- [Objective]
Every entry must be duplicated precisely as written.

-------

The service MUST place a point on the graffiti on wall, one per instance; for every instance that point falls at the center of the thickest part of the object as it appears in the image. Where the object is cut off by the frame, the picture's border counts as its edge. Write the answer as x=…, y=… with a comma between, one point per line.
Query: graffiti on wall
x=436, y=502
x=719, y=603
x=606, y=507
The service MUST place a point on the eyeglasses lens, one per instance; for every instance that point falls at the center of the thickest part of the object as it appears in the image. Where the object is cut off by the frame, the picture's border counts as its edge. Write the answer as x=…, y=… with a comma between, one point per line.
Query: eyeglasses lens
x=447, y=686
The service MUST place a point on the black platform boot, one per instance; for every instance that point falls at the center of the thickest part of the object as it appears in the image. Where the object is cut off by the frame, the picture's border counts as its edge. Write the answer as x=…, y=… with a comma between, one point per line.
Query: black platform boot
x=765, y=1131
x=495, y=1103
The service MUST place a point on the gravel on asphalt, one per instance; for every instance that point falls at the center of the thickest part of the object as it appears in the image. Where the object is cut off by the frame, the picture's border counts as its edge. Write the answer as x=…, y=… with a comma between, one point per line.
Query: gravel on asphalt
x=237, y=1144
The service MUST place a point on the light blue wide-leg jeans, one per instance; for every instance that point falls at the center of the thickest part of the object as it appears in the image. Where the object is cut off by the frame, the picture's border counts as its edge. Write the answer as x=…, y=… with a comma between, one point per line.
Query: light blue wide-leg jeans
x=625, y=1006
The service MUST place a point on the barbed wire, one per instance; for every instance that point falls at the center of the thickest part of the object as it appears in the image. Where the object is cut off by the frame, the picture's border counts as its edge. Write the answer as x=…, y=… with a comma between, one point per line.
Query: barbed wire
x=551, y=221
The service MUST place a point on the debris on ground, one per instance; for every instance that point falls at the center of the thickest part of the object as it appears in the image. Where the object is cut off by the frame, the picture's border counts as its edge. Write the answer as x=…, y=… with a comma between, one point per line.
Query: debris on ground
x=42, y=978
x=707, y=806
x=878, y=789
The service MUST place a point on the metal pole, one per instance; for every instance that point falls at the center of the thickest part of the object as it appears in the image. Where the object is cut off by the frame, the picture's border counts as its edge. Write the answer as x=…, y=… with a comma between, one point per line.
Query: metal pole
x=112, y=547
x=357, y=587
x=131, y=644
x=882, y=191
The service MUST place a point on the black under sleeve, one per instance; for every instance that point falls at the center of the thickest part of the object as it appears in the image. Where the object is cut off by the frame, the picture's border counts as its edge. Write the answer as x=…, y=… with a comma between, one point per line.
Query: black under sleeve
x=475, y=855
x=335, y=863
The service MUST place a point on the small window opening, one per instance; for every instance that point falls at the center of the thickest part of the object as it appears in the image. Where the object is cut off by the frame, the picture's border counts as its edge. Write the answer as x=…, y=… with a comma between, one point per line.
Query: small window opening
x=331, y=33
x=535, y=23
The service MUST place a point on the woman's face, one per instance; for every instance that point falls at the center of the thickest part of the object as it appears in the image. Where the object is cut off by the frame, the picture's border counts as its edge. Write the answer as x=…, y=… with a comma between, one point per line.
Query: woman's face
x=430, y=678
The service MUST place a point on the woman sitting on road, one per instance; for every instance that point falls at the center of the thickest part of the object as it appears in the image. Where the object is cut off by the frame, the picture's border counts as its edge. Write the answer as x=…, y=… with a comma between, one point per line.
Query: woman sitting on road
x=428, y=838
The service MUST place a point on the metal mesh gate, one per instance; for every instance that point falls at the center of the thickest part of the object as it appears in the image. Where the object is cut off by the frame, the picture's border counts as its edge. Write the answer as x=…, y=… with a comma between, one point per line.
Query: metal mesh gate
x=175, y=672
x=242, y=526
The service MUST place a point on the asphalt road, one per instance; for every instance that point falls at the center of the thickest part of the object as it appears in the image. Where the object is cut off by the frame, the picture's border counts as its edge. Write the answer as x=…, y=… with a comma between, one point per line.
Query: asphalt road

-------

- [Result of this task]
The service MUST place a point on the graffiti on wall, one per instance; for every instance that point falls at the center of the thickest part of the object as it appears in the image. Where the object is cut off by the frame, the picture's border counts as its edge. Write the answer as x=…, y=… with a comma between, one point per line.
Query: graffiti on wall
x=436, y=502
x=719, y=603
x=606, y=507
The service MUST place a point on the eyeglasses lens, one per instance; for every instance that point falls at the center of the thickest part of the object as it appears in the image. Where the object is cut off by the frame, the picture's border counts as its edge. Write the answer as x=…, y=… with a comma between, one point per line.
Query: eyeglasses lens
x=447, y=686
The service MUST place a point on the black platform boot, one per instance; for every instance that point falls at the center of the thickest part of the object as it appears in the image. Where the object is cut off by the frame, the picture's border counts as its edge. Write the answer as x=…, y=… with a comma between, one point per line.
Query: black platform boot
x=765, y=1131
x=495, y=1103
The service MUST place a point on the gravel on asphalt, one per instance; for every instance that point falls at the center of the thickest part of the object as it appears in the image. Where the object is cut off by the frame, the picture's border counts as its edge. Write the answer as x=…, y=… with a comma between, one point per line.
Query: gravel on asphalt
x=237, y=1144
The service MUST place a point on the light blue wide-leg jeans, one per instance; for every instance that point falls at the center of the thickest part of the object as it appears in the image. Where the object is cut off by the frame, the picture's border counts as its edge. Write the answer as x=…, y=… with a comma between, one point per line.
Query: light blue wide-leg jeans
x=625, y=1006
The service MUST place a point on the barbed wire, one per instance; for every instance that point falls at the center of the thickest part of the object as it appears in the image. Where the object is cut off by the frame, the picture's border counts as its edge. Write the answer as x=…, y=… with a comma between, one point per line.
Query: barbed wire
x=551, y=221
The service MUST place a point on the debris on ground, one per instance; for every instance that point falls at the center of the thickest part of the object as it appears in the image. Where the object is cut off by the frame, the picture's border counts as its edge. Write the answer as x=…, y=… with a comma between, one point per line.
Query: debris on ground
x=42, y=978
x=707, y=806
x=878, y=789
The service MUST place a point on the metal pole, one per instance; for every instance that point falls at the center of the thickest part of the object as it appears in the image. Where the object is cut off by the frame, the picture's border counts as its edge. Write the answer as x=…, y=… with a comma between, one point per line.
Query: metal pole
x=112, y=547
x=357, y=587
x=131, y=644
x=882, y=191
The service MUST place a point on the black under sleeve, one per instance; for every instance that point falls at the center of the thickest part of the object as it appears in the image. Where the object is cut off by the frame, the picture's border counts as its edge. Write the answer as x=…, y=… with a comma between, one point per line.
Query: black under sleeve
x=475, y=855
x=335, y=863
The service MUST place a point on the small window opening, one per instance; for every instance that point falls at the center of the thickest part of the object as it appears in the image. Where the object is cut off by the frame, the picture's border counts as its edge. Write the answer as x=…, y=… with a comma between, one point per line.
Query: small window opening
x=331, y=33
x=535, y=23
The service MUST place a point on the woman's face, one per instance; for every instance that point falls at the center of the thickest part of the object as it appears in the image. Where the object is cut off by the frame, the picture's border counts as its edge. Write the answer as x=…, y=… with a comma between, one point per line.
Query: woman's face
x=430, y=678
The service MUST place a point on the woman sitting on road, one per instance; for every instance that point falls at the center of the thickest part of the object as it appears in the image. Where the object is cut off by the frame, the picture's border counts as its edge. Write the answer as x=…, y=… with a comma between, one point per line.
Query: woman sitting on road
x=428, y=838
The service MUST place a point on the metal mesh gate, one per instance; for every instance that point falls at the center of the thickest part of the object as it appears in the image. Where the object is cut off by the frame, the picture's border counts as its edge. Write the answer as x=…, y=… with a comma between, one point per line.
Query: metal mesh gate
x=175, y=672
x=242, y=526
The service MUST place a point on the asphalt road, one per instance; for every instance that point falls at the center of the thickest part of the object as it appears in the image. Where the object is cut off by the frame, the picture's border counts as its edge. Write the answer as x=…, y=… with a comma between, one point per line.
Query: asphalt road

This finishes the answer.